*WORK REQUEST*
Repeat the entries exactly, keeping every line as it is.

Dataset entries
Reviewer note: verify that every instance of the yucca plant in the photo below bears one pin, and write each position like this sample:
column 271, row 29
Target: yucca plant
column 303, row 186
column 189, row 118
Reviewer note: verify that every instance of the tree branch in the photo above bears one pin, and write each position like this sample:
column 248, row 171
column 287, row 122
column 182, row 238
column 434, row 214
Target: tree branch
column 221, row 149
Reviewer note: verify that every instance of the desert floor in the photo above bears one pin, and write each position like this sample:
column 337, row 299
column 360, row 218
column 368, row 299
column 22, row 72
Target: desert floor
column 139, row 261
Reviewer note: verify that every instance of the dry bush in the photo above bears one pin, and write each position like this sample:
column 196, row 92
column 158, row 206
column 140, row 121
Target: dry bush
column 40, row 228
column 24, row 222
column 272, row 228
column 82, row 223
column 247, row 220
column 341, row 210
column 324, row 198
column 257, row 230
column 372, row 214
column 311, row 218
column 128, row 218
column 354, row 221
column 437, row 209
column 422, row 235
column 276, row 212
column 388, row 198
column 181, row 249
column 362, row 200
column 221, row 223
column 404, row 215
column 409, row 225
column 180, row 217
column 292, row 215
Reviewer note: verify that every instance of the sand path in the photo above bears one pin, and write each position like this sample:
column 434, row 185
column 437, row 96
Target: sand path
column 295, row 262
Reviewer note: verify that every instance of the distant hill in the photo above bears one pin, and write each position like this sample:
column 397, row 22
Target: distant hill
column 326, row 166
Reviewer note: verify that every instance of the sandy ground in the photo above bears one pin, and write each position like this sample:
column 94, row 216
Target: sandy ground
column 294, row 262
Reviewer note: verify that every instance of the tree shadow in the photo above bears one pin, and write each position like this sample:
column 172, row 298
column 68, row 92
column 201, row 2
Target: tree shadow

*SOLUTION BELOW*
Reviewer note: verify that every instance of the yucca plant in the photo below bears one pin, and write each position like this sample:
column 271, row 29
Target: yucca plant
column 303, row 186
column 189, row 118
Reviewer note: verify that every instance of the tree branch in the photo above bears one pin, and write each position like this sample:
column 248, row 171
column 287, row 122
column 182, row 238
column 434, row 214
Target: tree branch
column 221, row 149
Reviewer note: verify that every instance of the desert floor in the photo above bears one pin, and write each position like this sample:
column 337, row 299
column 360, row 218
column 368, row 299
column 22, row 72
Target: desert floor
column 139, row 261
Reviewer note: verify that every instance of the dry bush in the photo above bears one pin, and write each position like this sample:
column 196, row 92
column 158, row 206
column 140, row 121
Target: dry bush
column 40, row 228
column 24, row 222
column 272, row 228
column 82, row 223
column 247, row 220
column 341, row 210
column 324, row 198
column 257, row 230
column 372, row 214
column 311, row 218
column 128, row 218
column 354, row 221
column 437, row 209
column 422, row 235
column 276, row 212
column 388, row 198
column 181, row 249
column 362, row 200
column 221, row 223
column 404, row 215
column 409, row 225
column 180, row 217
column 292, row 215
Reviewer note: verify that every instance of the sand path in the photo above bears one pin, and write each position like this sample:
column 434, row 185
column 437, row 96
Target: sand path
column 295, row 262
Reviewer note: verify that every instance of the distant hill in the photo above bears one pin, and write each position like this sample:
column 397, row 22
Target: distant hill
column 326, row 166
Reviewer note: verify that every instance of the sandy ground in the photo above bears one pin, and write each position like this sample:
column 94, row 216
Target: sandy ground
column 294, row 262
Reviewer note: verify that every instance of the tree shadow in the photo above bears one pin, and write each position like this sample:
column 172, row 298
column 68, row 92
column 201, row 2
Target: tree shadow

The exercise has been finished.